● OBIETTIVO DEL COMPITO: Indica quale quota dei cittadini tra i 60 e i 70 anni risultava coperta dal vaccino a inizio luglio 2021 secondo l'estratto sull'esitazione vaccinale.

● ESTRATTO DA LEGGERE:
Gli «esitanti» dal vaccino e il caso degli over 60
L’atteggiamento dei ricorrenti al Tar ricorda la cosiddetta vaccine hesitancy , «l’esitazione vaccinale»: la tendenza a rinviare o evitare del tutto il momento della somministrazione, più per timore che per avversione preconcetta al vaccino o ai «disegni» più o meno realistici che avrebbero condotto alla sua diffusione. Il fenomeno, pregresso alla crisi pandemica, è tornato alla ribalta con l’avvento del Covid e della campagna di vaccinazione avviata nella Ue a fine dicembre 2020. In paesi come la Francia, dove la resistenza alle somministrazioni è più radicata che altrove, alcuni sondaggi avvertivano già a gennaio dell’anno in corso che appena la metà della popolazione avrebbe accettato di farsi inoculare il farmaco.
La campagna di somministrazioni è poi ingranata a buon ritmo, ma c’è uno zoccolo duro che rimane sulla sua posizione. Esattamente come in Italia, dove la tendenza ad esitare sul vaccino è più diffusa della media in una delle fasce anagrafiche più critiche: gli over 60, ad oggi in pesante ritardo rispetto agli obiettivi di copertura. A inizio luglio 2021 risulta coperta appena la metà dei cittadini nella fascia 60-70 anni, per l’equivalente di almeno altri 3,5 milioni di persone che non hanno completato il ciclo vaccinale.
Una ricerca pubblicata a fine aprile 2021 da Iqvia, un fornitore di dati sui servizi sanitari, ha confermato la minore propensione alle vaccinazione di chi ha superato i 60 anni. In particolare, secondo l’indagine riportata anche dal Sole 24 Ore, si registra una quota del 27% di intervistati divisi fra chi si oppone sicuramente al vaccino (13%) e chi «probabilmente» ne farà a meno (14%), contro il 13% degli under 25 (anche se, un po’ a sorpresa, il tasso risale al 27% fra i giovani adulti del blocco 25-34 anni).
I motivi della ritrosia? In realtà non sono noti o «quantificati», al di là di ipotesi che vanno da un minor accesso alle informazioni a problemi tecnici con le prenotazioni. Il Commissario straordinario all’emergenza,Francesco Paolo Figliuolo, ha sottolineato l’importanza di «intercettare» chi manifesta più difficoltà nell’uso del web per le prenotazioni e può trovarsi escludo dal canale più rapido di accesso alle prenotazioni. Ma l’ostacolo di fondo, sempre a quanto traspare dalla ricerca, può essere imputato sempre alla cosiddetta esitazione vaccinale. La riluttanza è guidata da motivi come preoccupazione (39%), incertezza (16%), rabbia e insofferenza (7%), ma la scarsa conoscenza dei vaccini resta un fattore dirimente per il 33% dei casi. Nel blocco degli over 65, la quota di chi ritiene di possedere informazioni sufficienti o scarse si aggira sul 37% del totale. In quello dei 25-34 anni non si va oltre il 25%.

● DATI MOSTRATI:
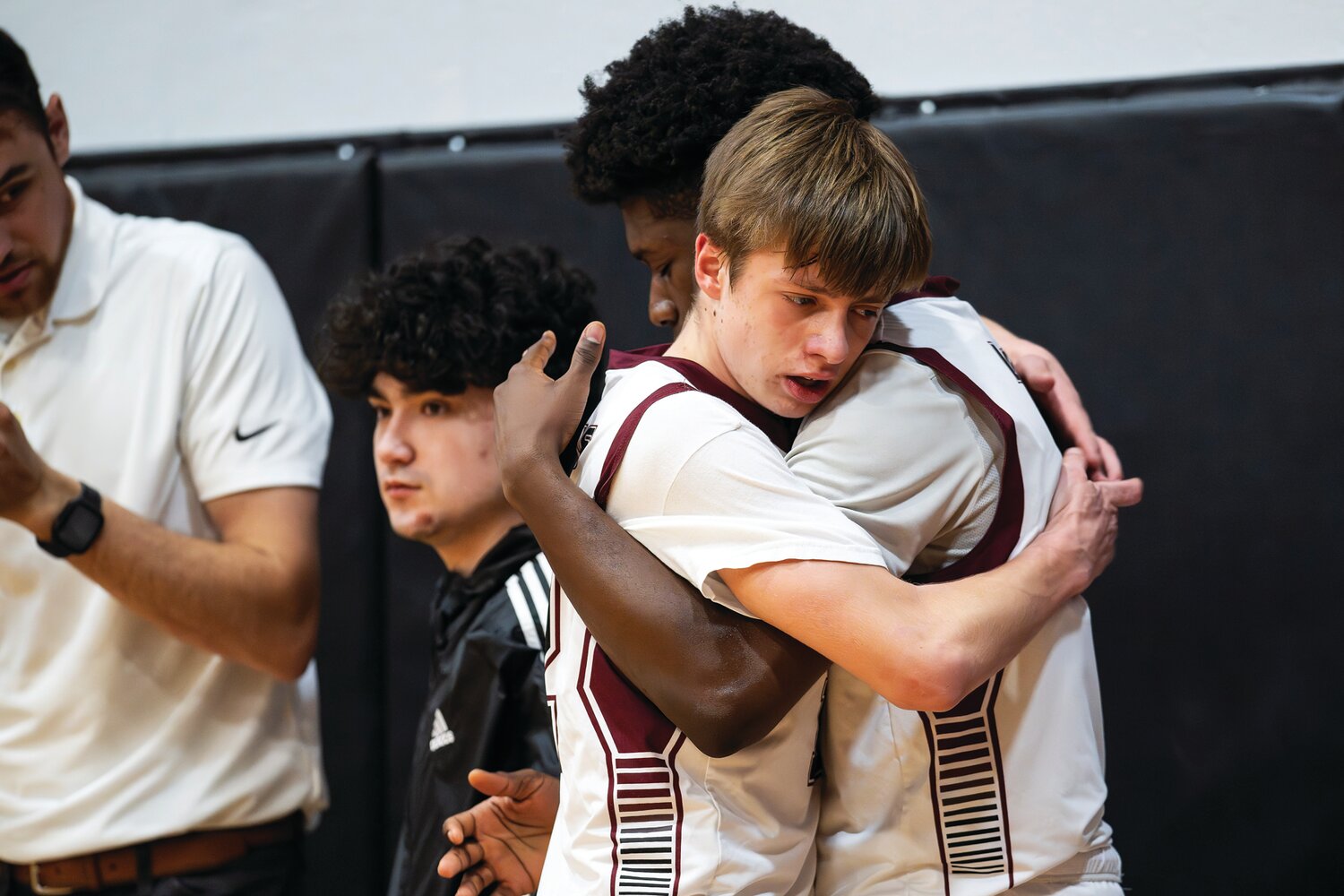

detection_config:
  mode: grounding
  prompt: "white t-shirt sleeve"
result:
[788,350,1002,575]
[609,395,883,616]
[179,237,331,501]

--

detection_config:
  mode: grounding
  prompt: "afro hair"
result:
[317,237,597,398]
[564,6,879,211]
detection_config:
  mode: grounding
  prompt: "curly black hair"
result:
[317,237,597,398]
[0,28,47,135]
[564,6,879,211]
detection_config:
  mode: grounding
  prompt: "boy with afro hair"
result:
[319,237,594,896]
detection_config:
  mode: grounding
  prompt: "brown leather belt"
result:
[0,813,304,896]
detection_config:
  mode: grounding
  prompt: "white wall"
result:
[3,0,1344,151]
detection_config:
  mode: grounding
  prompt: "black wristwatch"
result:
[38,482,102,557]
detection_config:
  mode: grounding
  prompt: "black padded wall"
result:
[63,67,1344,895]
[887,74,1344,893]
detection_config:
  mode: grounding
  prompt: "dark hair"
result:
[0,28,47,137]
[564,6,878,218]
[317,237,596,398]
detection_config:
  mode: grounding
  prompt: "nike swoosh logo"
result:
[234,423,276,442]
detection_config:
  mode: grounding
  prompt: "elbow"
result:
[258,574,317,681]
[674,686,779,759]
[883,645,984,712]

● RISPOSTA AL PROBLEMA: Appena la metà dei cittadini nella fascia 60-70 anni.